:: CHECK YOUR UNDERSTANDING ::
a: From the commentary on leg and trunk length below, output the passage from "In this latest" to "was not available." word for word.
b: According to the commentary on leg and trunk length below, what was the correlation between leg length and trunk length?
c: Decide whether each statement agrees with the commentary on leg and trunk length below. Answer yes or no, and quote the words from the commentary that settle it. (i) Information on parental leg length and trunk length was available. (ii) In the Caerphilly men, the ratio of trunk length to leg length was used. (iii) Serious illness in childhood was associated with leg length.

:: SELECTED TEXT ::
· · · ·

In this latest analysis, pre-natal, infant and childhood correlates of adult leg length and trunk length are assessed. Most of the factors investigated in the earlier analysis are also examined here. Recent coding of the childhood diet data has also enabled an investigation of diet-stature associations and the influence of infant feeding, parental divorce and death are also assessed. The availability of height measurements at ages 4, 7, 11 and 15 allows the authors to gain insights into the timing of the effects of the exposures, and availability of parental height allows for some control of genetic or inter-generational influences. However, the use of overall parental stature in this way is limited by the possibility that the two components of height may be under separate genetic influence. Information on parental leg length and trunk length was not available.

The low correlation (0.1) between leg length and trunk length underlines the possibility that the two height components provide relatively independent information on exposures influencing growth. The principle findings are that birthweight and parental height were associated with both components of height, energy intake and breastfeeding were independently associated with leg length, whereas serious illness in childhood and parental divorce were associated with trunk length.

A methodological challenge when examining associations with the components of stature is how to take account of overall body size and whether the biologically relevant measurement is disproportion or absolute length of the leg or trunk. Various approaches have been used previously. Analyses of mortality patterns in the Boyd Orr cohort models examining leg length-mortality associations included a term for trunk length and vice versa.16,23 In assessing the association of leg length and trunk length with cardiovascular disease in Caerphilly men the ratio of trunk length to leg length was used.17 In Wadsworth's analysis the difference between z-scores for leg and trunk length was used. The factors most strongly related to this measure were overcrowding and breastfeeding—overcrowding leading to disproportionately short legs, and breastfeeding to long legs. The authors however make little of this analysis focussing mainly on the multivariable models for leg length and trunk length separately.

How should we interpret these findings? Many factors were examined in the models and the fact that different exposures were associated with each component of height may be a chance finding. The lack of association with most of the nutrients is not surprising in view of the limited nature of the dietary data (mothers recall of the child's diet in the previous 24 hours). This area requires consideration in birth cohorts with more detailed diet information. Whilst the association between leg length and energy intake replicates a finding in univariable analyses of the Boyd Orr cohort, in multivariable analyses in that study energy intake was associated with trunk but not leg length.24 The association of breastfeeding with leg length replicates findings in the Boyd Orr cohort25 and suggests this is an area worthy of further study. There is debate concerning the long-term impact of patterns of infant feeding on adult health, but the associations between breastfeeding and leg length suggest this may be a biologically relevant exposure underlying leg length-mortality associations.

Leg Length, Trunk Length and Chronic Disease Risk

This analysis of the 1946 birth cohort provides further evidence of the potential use of leg length as a measure of pre-pubertal exposures. Its independence from birthweight26 is suggested by the similarity of trunk-birthweight and leg-birthweight associations. Other analyses of the exposures influencing leg and trunk length in childhood and adulthood are now needed to confirm these findings. Similarly further analyses of risk factor and mortality associations with the components of stature are necessary to replicate the findings to date in a limited number of cohorts—Boyd Orr, Caerphilly, NHANES and the Honolulu Heart Programme.16,17,27,28

Importantly consensus regarding the relevant ‘biomarker’ is required—is somatic disproportion or absolute leg the more important. In the Caerphilly study, findings were similar for both measures.

· · · ·

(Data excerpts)
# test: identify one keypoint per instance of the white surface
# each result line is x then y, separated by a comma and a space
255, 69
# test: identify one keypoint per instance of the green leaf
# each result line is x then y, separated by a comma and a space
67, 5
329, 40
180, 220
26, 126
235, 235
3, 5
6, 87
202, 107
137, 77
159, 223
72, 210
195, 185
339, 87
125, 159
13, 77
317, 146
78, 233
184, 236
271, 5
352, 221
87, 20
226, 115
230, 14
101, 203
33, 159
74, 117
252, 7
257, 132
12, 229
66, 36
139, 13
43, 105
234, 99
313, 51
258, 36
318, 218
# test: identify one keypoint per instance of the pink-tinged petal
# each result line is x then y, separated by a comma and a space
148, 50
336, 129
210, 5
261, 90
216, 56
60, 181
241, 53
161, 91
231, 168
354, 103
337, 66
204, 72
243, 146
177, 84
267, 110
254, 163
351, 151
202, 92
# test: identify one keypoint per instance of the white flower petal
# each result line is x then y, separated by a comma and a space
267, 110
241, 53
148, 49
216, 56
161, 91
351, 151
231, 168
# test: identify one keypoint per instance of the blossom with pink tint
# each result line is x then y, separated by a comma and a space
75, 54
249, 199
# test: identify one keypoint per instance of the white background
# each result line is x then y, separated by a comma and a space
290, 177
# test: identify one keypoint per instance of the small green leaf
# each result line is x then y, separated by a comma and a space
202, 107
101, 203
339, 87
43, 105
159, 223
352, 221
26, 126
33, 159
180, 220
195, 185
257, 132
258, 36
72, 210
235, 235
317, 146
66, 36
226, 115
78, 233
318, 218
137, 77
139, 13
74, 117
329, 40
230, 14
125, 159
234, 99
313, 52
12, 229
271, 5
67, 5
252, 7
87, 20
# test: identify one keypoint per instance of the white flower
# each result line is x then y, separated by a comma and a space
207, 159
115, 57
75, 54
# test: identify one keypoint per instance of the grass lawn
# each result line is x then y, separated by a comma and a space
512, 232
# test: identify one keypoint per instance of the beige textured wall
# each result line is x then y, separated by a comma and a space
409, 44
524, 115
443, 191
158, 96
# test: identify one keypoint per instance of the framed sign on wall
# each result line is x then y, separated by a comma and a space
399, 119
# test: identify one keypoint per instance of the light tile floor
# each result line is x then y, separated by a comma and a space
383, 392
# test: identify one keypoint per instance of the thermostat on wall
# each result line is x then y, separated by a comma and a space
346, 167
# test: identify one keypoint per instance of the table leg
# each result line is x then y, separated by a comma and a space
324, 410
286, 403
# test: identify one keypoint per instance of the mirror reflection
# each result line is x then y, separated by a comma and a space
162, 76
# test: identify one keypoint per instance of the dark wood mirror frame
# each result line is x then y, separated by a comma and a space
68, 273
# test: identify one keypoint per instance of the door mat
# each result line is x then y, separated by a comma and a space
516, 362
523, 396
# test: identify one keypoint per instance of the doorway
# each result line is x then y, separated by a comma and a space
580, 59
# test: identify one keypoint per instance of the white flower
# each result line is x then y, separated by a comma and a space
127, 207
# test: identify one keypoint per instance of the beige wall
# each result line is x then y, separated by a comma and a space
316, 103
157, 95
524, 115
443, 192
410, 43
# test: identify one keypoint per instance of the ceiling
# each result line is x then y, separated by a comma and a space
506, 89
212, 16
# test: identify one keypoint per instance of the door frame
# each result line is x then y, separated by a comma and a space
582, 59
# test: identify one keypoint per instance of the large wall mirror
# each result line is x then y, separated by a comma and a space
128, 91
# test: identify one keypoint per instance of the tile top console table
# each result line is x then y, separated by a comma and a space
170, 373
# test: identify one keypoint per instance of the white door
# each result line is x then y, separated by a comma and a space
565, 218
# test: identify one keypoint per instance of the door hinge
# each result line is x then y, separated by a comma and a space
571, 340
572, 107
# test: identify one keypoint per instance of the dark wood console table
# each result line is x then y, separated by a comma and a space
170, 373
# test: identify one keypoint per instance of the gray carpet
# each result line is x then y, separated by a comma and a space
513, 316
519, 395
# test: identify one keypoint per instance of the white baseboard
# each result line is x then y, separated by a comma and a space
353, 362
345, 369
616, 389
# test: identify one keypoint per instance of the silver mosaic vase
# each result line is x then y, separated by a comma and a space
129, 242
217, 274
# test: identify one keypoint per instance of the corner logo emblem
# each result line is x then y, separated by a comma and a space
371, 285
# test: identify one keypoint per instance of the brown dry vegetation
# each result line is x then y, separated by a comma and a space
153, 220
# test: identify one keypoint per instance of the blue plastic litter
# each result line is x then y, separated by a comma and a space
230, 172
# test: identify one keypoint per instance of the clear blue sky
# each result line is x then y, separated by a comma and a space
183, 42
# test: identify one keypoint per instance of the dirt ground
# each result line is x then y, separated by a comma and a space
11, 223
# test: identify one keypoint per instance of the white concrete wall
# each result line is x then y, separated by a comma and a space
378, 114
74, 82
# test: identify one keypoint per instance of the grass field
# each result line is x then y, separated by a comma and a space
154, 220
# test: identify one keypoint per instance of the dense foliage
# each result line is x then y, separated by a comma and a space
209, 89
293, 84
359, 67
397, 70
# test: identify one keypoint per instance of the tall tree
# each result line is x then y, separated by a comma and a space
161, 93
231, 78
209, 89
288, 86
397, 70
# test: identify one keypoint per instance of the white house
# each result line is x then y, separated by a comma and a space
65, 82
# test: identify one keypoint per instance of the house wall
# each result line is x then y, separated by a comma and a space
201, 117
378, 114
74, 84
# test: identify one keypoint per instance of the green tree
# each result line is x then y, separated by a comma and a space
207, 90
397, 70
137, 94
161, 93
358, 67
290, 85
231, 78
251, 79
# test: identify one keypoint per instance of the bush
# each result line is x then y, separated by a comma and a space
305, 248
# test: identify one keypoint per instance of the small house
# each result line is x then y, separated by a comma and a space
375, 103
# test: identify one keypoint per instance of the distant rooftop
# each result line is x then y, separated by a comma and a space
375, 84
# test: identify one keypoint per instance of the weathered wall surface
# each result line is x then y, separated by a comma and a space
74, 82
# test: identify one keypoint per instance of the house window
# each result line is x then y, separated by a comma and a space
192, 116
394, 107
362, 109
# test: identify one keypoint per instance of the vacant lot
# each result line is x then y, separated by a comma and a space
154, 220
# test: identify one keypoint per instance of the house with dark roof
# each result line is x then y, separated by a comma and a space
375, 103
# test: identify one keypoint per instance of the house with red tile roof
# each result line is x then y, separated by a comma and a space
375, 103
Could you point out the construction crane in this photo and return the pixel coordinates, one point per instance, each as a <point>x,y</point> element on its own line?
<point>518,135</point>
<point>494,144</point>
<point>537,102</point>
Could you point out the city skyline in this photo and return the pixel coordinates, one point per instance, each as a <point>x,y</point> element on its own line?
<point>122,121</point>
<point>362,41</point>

· · · ·

:: RESPONSES TO THE TASKS ::
a:
In this latest analysis, pre-natal, infant and childhood correlates of adult leg length and trunk length are assessed. Most of the factors investigated in the earlier analysis are also examined here. Recent coding of the childhood diet data has also enabled an investigation of diet-stature associations and the influence of infant feeding, parental divorce and death are also assessed. The availability of height measurements at ages 4, 7, 11 and 15 allows the authors to gain insights into the timing of the effects of the exposures, and availability of parental height allows for some control of genetic or inter-generational influences. However, the use of overall parental stature in this way is limited by the possibility that the two components of height may be under separate genetic influence. Information on parental leg length and trunk length was not available.

b: 0.1.

c:
(i) No: "Information on parental leg length and trunk length was not available."
(ii) Yes: "the ratio of trunk length to leg length was used."
(iii) No: "serious illness in childhood and parental divorce were associated with trunk length."